Readseq has been updated.   There have been a number of enhancements
and a few bug corrections since the previous general release in Nov 91
(see below).  If you are using earlier versions, I recommend you update to
this release.

Readseq is particularly useful as it automatically detects many
sequence formats, and interconverts among them.
Formats added to this release include
  + MSF multi sequence format used by GCG software
  + PAUP's multiple sequence (NEXUS) format
  + PIR/CODATA format used by PIR
  + ASN.1 format used by NCBI
  + Pretty print with various options for nice looking output.

As well, Phylip format can now be used as input.  Options to
reverse-compliment and to degap sequences have been added.  A menu
addition for users of the GDE sequence editor is included.

This program is available thru Internet gopher, as

  gopher ftp.bio.indiana.edu
  browse into the IUBio-Software+Data/molbio/readseq/ folder
  select the readseq.shar document

Or thru anonymous FTP in this manner:
  my_computer> ftp  ftp.bio.indiana.edu  (or IP address 129.79.224.25)
    username:  anonymous
    password:  my_username@my_computer
  ftp> cd molbio/readseq
  ftp> get readseq.shar
  ftp> bye

readseq.shar is a Unix shell archive of the readseq files.
This file can be editted by any text editor to reconstitute the
original files, for those who do not have a Unix system or an
Unshar program.  Read the top of this .shar file for further
instructions.

There are also pre-compiled executables for the following computers:
Silicon Graphics Iris, Sparc (Sun Sparcstation & clones), VMS-Vax,
Macintosh. Use binary ftp to transfer these, except Macintosh.  The
Mac version is just the command-line program in a window, not very
handy.

C source files:
  readseq.c ureadseq.c ureadasn.c ureadseq.h
Document files:
  Readme (this doc)
  Readseq.help (longer than this doc)
  Formats (description of sequence file formats)
  add.gdemenu (GDE program users can add this to the .GDEmenu file)
  Stdfiles -- test sequence files
  Makefile -- Unix make file
  Make.com -- VMS make file
  *.std    -- files for testing validity of readseq


Example usage:
  readseq
      -- for interactive use
  readseq my.1st.seq  my.2nd.seq  -all  -format=genbank  -output=my.gb
      -- convert all of two input files to one genbank format output file
  readseq my.seq -all -form=pretty -nameleft=3 -numleft -numright -numtop -match
      -- output to standard output a file in a pretty format
  readseq my.seq -item=9,8,3,2 -degap -CASE -rev -f=msf -out=my.rev
      -- select 4 items from input, degap, reverse, and uppercase them
  cat *.seq | readseq -pipe -all -format=asn > bunch-of.asn
      -- pipe a bunch of data thru readseq, converting all to asn


The brief usage of readseq is as follows. The "[]" denote
optional parts of the syntax:

  readseq -help
readSeq (27Dec92), multi-format molbio sequence reader.

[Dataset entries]

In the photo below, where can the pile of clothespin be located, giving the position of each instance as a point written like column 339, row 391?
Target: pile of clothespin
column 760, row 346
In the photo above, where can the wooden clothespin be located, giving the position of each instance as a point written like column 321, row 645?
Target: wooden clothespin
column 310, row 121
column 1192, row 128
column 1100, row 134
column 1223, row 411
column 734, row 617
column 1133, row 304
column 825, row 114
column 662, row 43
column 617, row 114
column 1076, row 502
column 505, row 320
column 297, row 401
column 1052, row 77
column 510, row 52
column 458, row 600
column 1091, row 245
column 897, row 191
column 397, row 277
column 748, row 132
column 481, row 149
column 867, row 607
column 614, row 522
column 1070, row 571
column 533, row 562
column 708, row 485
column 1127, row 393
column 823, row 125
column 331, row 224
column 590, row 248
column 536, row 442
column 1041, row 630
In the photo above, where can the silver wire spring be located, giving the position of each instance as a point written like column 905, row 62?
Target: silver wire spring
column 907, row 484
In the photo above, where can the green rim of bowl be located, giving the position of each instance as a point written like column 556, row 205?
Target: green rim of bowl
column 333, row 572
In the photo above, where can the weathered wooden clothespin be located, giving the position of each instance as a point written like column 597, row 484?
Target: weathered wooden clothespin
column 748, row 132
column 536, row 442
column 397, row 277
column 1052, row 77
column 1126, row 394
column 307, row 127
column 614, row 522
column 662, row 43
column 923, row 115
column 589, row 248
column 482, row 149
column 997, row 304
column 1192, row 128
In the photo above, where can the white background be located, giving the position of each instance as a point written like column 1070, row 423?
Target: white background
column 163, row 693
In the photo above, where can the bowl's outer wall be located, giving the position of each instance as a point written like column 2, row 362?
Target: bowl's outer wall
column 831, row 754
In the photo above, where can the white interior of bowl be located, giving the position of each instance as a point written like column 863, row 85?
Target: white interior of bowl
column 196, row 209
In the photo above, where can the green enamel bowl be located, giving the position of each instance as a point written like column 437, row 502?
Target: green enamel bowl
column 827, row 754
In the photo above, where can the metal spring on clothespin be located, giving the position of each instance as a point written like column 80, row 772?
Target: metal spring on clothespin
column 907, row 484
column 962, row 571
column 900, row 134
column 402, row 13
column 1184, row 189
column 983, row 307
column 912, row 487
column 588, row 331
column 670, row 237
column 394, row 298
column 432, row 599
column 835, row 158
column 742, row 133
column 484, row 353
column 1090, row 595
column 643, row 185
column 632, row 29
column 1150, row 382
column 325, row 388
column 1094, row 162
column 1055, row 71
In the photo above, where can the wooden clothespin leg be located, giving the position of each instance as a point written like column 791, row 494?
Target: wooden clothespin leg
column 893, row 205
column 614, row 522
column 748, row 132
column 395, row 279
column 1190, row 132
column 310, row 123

• _WHAT YOU WILL DO_: Copy the stretch of the Readseq announcement from "There are also" through "sequence file formats)" word for word.

• _PROBLEM SOLUTION_:
There are also pre-compiled executables for the following computers:
Silicon Graphics Iris, Sparc (Sun Sparcstation & clones), VMS-Vax,
Macintosh. Use binary ftp to transfer these, except Macintosh.  The
Mac version is just the command-line program in a window, not very
handy.

C source files:
  readseq.c ureadseq.c ureadasn.c ureadseq.h
Document files:
  Readme (this doc)
  Readseq.help (longer than this doc)
  Formats (description of sequence file formats)